> **Excerpted passage**:
+++

Graph Algorithms – a revision of all the basic ones.

Hello friends! This post will be a short review of the the most common and basic algorithms for undirected graphs.

Note: This is not a post intended for folks who are not at all familiar with graphs. For beginners a better starting point would be a book like this.

We will start by discussing the basic problems and then we will have a look at some common applications.

Basic Problem 1 : Traversal

Problem Statement: graph traversal is the problem of visiting all the nodes in a graph in a particular manner, updating and/or checking their values along the way.

Solution 1 : Breadth First Traversal/Search (BFS)

TL;DR: search is limited to essentially two operations: (a) visit and inspect a node of a graph, (b) gain access to visit the nodes that neighbour the currently visited node.

Points to remember:

• Layer-wise search forming layers L[0],L[1],…,L[i] of nodes
• L[i] are neighbours to L[i-1] ,  and are not present in any of the earlier layers.
• L[j] is exactly j distant from S. (assuming non-weighted edges , each with cost 1)
• BFS tree can be obtained after running BFS.
• Any edge can be present between nodes not differing by more than one layer
• Any BFS routine produces the connected component that contains the root.
• O(m+n) running time and space.
• Efficient implementation using a queue.

+++

> **What you need to do**:
1/ In the graph algorithms post, replace "layers" with "levels" and write out the part from "Basic Problem 1" to "with cost 1)".
2/ Do these statements agree with the graph algorithms post? Answer yes or no for each and quote the words that decide it. (a) BFS takes O(m+n) running time and space. (b) The post is meant for readers who know nothing about graphs. (c) An efficient BFS implementation uses a stack.
The lines after the graph algorithms post are separate material.

> **Dataset content**:

+++

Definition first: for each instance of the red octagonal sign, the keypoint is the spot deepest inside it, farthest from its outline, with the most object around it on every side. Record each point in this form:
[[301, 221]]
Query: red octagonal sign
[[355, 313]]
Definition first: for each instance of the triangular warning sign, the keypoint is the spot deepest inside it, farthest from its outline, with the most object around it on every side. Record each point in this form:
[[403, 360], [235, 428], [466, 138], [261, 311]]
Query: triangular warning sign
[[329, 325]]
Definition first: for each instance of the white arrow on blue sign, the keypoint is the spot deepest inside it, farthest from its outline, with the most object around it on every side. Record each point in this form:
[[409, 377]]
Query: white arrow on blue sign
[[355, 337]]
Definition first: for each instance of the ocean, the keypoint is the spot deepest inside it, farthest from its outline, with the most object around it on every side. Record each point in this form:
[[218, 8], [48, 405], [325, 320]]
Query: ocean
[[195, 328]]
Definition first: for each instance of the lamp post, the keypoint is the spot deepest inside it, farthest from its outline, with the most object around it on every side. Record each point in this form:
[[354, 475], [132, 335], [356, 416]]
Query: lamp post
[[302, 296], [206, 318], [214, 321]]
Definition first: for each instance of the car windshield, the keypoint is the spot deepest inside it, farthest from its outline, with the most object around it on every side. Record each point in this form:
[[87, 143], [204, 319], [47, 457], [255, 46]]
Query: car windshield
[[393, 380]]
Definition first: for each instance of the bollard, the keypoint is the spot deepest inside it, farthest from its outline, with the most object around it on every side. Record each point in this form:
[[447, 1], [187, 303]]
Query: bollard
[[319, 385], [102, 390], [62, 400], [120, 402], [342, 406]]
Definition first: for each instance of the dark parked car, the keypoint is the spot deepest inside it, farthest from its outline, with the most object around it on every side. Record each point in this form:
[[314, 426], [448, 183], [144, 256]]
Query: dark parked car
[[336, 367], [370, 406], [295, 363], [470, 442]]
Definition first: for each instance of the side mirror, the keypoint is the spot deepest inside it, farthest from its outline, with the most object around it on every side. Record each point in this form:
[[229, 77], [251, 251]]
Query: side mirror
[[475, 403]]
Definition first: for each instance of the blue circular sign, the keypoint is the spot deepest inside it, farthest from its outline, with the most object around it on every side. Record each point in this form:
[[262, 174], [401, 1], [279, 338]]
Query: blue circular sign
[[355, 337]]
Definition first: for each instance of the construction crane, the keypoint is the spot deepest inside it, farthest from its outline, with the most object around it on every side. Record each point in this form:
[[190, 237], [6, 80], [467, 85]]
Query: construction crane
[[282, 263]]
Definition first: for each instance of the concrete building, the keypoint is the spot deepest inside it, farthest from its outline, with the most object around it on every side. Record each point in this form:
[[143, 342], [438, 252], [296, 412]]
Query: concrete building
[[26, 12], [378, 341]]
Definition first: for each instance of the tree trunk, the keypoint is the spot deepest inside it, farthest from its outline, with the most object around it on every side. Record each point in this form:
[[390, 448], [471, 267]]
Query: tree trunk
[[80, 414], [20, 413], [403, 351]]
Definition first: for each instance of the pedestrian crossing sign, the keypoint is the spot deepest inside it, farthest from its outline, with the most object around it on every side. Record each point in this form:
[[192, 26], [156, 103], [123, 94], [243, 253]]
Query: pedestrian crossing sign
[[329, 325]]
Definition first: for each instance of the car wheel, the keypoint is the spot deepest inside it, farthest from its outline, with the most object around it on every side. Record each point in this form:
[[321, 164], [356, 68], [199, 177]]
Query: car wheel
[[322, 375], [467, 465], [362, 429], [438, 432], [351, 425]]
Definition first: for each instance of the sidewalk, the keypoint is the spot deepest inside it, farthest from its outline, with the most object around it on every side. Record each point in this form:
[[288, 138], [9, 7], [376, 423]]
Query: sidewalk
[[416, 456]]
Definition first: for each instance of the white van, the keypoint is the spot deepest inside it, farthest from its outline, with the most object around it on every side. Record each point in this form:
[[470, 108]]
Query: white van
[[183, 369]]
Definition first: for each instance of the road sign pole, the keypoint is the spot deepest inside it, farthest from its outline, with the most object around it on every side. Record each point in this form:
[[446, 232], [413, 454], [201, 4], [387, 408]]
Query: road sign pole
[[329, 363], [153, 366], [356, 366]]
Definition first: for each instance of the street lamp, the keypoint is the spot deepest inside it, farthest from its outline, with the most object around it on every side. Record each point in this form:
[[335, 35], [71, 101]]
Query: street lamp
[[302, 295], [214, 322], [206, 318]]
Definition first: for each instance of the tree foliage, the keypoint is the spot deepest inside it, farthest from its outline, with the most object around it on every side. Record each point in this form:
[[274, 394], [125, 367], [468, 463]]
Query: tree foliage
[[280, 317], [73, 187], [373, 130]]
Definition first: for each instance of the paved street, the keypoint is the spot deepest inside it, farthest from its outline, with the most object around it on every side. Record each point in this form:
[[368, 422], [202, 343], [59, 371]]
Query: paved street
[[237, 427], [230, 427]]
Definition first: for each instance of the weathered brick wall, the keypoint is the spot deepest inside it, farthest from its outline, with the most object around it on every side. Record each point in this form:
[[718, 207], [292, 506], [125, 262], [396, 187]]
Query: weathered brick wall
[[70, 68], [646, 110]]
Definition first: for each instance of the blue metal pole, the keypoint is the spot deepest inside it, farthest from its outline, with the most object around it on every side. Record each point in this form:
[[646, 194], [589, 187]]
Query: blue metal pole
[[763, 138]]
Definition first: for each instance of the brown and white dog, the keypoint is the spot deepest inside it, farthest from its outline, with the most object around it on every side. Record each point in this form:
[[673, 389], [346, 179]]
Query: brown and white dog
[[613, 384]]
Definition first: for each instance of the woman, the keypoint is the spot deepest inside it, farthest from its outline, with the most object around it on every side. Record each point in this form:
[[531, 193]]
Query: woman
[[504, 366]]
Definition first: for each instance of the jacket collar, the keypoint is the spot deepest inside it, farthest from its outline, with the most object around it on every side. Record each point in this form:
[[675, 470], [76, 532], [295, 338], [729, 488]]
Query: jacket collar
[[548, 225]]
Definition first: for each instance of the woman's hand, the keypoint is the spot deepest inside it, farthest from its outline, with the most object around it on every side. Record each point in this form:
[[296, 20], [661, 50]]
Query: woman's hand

+++

> **Solutions to the exercise**:
1/
Basic Problem 1 : Traversal

Problem Statement: graph traversal is the problem of visiting all the nodes in a graph in a particular manner, updating and/or checking their values along the way.

Solution 1 : Breadth First Traversal/Search (BFS)

TL;DR: search is limited to essentially two operations: (a) visit and inspect a node of a graph, (b) gain access to visit the nodes that neighbour the currently visited node.

Points to remember:

• Layer-wise search forming levels L[0],L[1],…,L[i] of nodes
• L[i] are neighbours to L[i-1] ,  and are not present in any of the earlier levels.
• L[j] is exactly j distant from S. (assuming non-weighted edges , each with cost 1)

2/
(a) Yes: "O(m+n) running time and space."
(b) No: "This is not a post intended for folks who are not at all familiar with graphs."
(c) No: "Efficient implementation using a queue."